== Selected text ==
PITTSBURGH — We’re seeing scary numbers on rising COVID-19 cases in children, so we wanted to drill down as kids head back to school to better understand how the delta variant has changed the game.
In this Fact-Fiction: Back to School report, 11 Investigates’ Angie Moreschi looks at who is most at risk and whether more otherwise healthy children are getting sicker now.
Is there an issue at your child’s school that you’d like us to investigate? Contact our investigators by emailing email@example.com or calling (412) 237-4963.
Child Cases on the Rise
Cases of COVID-19 among children are on the rise. The American Academy of Pediatrics reported 180,000 new cases among children nationwide, over the past week. That is leading to more hospitalizations, but the AAP says both hospitalizations and deaths are still “uncommon,” even now with the more infectious delta variant.

== Extracted records ==
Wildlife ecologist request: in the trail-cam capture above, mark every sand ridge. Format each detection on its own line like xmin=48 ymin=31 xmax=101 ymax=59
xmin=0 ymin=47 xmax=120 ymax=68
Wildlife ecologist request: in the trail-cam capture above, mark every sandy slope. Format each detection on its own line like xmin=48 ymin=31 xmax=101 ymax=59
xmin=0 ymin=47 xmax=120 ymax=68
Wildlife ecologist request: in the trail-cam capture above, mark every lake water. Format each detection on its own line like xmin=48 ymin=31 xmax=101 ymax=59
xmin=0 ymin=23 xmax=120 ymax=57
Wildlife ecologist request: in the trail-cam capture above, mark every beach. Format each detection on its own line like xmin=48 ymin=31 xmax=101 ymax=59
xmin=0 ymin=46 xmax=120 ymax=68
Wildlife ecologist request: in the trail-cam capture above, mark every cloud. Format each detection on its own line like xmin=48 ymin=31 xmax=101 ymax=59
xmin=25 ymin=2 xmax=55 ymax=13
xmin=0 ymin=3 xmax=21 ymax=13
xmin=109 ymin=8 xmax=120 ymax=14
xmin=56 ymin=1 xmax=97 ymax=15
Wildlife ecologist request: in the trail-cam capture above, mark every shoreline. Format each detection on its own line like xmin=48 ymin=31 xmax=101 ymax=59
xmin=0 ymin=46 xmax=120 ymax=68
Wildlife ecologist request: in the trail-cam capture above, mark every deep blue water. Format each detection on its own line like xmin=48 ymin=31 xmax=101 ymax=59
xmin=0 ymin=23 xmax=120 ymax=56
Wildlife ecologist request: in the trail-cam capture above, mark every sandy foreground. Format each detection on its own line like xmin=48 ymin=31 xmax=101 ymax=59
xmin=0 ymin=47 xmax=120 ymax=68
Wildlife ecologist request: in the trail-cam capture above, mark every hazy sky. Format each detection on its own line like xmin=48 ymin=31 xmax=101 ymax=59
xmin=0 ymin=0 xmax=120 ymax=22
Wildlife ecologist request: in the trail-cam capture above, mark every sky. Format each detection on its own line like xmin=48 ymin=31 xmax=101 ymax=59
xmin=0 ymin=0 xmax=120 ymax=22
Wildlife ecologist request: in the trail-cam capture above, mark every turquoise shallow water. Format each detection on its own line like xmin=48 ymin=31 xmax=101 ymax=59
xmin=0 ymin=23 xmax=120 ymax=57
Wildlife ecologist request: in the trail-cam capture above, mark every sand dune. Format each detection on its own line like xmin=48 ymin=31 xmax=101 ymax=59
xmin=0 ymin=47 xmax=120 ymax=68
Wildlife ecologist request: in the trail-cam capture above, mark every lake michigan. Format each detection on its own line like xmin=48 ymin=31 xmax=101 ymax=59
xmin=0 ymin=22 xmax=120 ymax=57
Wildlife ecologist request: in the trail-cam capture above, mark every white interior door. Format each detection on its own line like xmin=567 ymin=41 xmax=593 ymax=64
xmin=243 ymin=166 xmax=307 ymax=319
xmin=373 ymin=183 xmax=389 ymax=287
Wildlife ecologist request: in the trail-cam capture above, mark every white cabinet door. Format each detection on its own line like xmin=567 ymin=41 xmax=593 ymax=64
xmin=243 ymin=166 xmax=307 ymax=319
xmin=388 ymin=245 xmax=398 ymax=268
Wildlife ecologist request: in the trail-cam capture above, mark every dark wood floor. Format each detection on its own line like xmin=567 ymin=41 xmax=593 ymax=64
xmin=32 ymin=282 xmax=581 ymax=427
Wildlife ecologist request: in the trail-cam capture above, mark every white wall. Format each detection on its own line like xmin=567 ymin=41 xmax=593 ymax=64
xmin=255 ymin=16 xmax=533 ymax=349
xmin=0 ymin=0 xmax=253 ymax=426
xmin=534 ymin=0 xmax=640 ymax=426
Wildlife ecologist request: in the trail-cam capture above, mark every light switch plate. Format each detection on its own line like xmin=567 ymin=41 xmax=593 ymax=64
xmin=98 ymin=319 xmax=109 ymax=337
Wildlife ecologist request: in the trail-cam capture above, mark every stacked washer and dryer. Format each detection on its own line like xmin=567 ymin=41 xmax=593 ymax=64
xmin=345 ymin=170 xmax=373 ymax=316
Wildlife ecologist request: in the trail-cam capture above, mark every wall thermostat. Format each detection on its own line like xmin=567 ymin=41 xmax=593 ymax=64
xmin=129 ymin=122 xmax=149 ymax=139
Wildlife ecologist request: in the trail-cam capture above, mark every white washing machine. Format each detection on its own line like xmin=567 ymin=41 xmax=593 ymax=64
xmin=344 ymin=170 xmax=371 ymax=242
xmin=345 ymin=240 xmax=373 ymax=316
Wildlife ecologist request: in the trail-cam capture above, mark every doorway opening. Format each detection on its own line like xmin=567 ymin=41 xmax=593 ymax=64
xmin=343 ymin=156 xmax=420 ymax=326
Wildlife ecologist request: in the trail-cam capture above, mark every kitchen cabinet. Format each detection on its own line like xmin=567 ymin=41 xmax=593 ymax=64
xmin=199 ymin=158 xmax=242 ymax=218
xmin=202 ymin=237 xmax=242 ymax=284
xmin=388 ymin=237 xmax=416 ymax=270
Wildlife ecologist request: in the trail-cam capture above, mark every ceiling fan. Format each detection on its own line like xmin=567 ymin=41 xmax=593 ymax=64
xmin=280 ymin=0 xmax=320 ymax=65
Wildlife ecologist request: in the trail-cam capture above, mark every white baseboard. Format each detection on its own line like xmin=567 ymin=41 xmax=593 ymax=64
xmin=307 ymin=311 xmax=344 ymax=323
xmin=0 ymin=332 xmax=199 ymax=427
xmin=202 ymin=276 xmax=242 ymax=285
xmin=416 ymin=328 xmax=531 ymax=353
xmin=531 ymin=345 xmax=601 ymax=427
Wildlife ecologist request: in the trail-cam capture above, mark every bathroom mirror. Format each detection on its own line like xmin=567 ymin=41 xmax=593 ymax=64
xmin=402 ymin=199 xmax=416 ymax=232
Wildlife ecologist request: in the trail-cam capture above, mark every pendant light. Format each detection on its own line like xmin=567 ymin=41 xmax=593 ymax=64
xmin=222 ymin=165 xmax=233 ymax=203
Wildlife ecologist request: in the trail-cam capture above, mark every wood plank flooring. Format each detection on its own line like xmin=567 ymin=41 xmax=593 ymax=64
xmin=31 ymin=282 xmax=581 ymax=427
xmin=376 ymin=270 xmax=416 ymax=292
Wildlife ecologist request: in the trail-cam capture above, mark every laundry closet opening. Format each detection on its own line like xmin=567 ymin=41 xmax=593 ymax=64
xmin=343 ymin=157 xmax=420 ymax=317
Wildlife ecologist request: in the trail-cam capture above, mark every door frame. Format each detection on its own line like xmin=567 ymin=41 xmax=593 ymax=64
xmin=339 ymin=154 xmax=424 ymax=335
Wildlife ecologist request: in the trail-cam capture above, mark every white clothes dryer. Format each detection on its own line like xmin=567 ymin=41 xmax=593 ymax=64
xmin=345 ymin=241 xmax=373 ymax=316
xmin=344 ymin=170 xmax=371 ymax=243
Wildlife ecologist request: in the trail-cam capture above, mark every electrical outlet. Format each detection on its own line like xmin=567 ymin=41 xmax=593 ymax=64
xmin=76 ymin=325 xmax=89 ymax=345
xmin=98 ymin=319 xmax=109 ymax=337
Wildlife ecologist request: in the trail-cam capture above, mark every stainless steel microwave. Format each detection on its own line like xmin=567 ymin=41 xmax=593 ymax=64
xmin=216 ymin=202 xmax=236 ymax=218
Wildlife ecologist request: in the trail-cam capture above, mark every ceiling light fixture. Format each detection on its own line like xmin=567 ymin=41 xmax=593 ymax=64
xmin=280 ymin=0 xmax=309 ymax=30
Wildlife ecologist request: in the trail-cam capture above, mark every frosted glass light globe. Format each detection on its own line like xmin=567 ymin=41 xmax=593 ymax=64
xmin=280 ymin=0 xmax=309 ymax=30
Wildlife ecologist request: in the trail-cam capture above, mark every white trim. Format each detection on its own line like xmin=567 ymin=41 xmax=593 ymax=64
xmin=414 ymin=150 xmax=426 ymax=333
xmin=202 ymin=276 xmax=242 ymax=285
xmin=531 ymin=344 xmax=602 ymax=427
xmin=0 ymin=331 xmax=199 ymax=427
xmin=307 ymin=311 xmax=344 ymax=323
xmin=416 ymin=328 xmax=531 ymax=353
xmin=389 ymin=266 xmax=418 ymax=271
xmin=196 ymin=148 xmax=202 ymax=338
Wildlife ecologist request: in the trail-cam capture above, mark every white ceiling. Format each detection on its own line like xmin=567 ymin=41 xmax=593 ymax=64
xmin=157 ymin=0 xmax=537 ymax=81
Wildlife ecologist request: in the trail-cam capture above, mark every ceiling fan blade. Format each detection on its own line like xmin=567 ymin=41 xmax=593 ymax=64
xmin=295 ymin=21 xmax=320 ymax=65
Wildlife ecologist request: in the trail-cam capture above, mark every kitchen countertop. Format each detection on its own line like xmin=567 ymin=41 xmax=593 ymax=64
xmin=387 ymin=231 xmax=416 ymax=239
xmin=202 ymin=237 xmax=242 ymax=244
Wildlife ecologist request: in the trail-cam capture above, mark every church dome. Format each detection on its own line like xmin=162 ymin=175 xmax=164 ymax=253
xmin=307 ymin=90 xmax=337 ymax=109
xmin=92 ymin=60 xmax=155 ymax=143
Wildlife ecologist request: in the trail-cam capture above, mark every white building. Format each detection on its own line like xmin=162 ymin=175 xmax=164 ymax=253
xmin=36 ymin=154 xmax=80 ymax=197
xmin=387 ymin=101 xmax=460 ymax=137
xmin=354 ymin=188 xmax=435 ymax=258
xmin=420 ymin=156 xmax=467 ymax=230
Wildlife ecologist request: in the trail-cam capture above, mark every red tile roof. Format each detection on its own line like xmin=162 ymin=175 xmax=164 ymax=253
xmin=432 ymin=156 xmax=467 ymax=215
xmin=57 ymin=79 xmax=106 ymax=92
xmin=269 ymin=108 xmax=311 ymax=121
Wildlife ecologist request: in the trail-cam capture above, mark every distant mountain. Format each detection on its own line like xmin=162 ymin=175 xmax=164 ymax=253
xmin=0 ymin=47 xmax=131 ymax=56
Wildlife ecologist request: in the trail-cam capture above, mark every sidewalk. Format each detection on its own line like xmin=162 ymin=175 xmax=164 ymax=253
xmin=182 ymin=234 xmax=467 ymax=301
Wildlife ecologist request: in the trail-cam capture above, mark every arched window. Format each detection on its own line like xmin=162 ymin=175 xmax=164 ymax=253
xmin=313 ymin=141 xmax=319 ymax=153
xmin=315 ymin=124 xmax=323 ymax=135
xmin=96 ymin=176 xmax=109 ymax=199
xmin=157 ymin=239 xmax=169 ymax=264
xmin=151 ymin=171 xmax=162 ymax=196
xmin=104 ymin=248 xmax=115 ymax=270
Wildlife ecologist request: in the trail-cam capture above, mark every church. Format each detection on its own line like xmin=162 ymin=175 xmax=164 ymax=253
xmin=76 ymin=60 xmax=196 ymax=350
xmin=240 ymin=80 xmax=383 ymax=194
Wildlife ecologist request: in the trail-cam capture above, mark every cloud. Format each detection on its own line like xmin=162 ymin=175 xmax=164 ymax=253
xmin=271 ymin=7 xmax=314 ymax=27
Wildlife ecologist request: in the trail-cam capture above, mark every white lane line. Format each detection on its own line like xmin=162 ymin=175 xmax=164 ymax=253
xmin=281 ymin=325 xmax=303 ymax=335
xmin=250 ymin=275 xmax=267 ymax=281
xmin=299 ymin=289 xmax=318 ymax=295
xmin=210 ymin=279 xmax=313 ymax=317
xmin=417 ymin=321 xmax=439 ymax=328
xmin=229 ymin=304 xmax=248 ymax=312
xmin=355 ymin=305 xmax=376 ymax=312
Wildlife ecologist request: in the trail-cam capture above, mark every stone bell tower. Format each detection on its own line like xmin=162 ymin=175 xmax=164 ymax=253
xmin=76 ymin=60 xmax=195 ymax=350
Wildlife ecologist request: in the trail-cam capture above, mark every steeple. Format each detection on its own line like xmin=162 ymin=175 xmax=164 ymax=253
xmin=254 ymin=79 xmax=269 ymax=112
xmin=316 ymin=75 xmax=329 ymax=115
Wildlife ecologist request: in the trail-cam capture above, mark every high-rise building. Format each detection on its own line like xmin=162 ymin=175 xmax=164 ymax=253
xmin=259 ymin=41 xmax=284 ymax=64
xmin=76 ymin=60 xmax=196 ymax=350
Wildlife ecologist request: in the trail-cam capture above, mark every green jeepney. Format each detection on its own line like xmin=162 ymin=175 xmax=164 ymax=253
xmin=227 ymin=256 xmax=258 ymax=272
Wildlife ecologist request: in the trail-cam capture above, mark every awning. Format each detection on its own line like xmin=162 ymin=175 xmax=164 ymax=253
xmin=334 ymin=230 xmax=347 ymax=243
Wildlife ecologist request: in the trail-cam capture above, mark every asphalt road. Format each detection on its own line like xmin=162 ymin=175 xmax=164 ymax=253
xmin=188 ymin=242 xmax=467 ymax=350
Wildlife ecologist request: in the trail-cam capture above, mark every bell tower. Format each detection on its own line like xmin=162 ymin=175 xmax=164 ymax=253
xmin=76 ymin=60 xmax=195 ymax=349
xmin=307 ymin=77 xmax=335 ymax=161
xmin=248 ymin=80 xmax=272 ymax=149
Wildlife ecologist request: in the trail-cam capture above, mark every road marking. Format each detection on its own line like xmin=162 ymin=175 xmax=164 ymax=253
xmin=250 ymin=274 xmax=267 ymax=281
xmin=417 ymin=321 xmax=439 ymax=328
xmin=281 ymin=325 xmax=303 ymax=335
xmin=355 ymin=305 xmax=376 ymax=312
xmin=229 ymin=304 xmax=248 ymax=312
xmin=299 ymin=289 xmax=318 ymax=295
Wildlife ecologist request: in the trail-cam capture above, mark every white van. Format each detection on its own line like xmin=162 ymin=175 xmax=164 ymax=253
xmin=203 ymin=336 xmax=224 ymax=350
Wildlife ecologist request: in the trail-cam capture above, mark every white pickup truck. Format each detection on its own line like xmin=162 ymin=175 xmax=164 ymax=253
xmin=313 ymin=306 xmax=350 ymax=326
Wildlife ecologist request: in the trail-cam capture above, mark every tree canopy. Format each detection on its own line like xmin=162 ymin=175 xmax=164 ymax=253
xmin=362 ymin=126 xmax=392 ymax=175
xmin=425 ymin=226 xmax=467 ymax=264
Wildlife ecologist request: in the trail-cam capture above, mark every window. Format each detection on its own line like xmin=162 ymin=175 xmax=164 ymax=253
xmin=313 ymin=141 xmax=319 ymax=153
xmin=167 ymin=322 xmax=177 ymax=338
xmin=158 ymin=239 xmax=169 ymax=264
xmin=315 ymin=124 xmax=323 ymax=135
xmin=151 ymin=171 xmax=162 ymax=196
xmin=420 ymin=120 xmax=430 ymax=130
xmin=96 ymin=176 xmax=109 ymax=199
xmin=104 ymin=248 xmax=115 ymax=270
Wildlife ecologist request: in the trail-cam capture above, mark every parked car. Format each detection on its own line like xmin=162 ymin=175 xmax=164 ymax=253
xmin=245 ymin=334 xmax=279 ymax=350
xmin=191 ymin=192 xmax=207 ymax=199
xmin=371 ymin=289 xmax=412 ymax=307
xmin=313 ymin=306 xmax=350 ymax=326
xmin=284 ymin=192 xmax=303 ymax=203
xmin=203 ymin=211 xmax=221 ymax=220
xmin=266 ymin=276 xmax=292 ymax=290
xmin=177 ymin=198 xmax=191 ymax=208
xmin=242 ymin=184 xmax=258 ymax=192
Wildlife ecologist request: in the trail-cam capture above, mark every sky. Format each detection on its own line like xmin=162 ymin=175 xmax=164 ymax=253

== What is required ==
According to the news report on COVID-19 in children, how many new cases among children did the American Academy of Pediatrics report nationwide over the past week? The listing was taken from a separate source unrelated to the news report.

== Response for this exercise ==
180,000 new cases.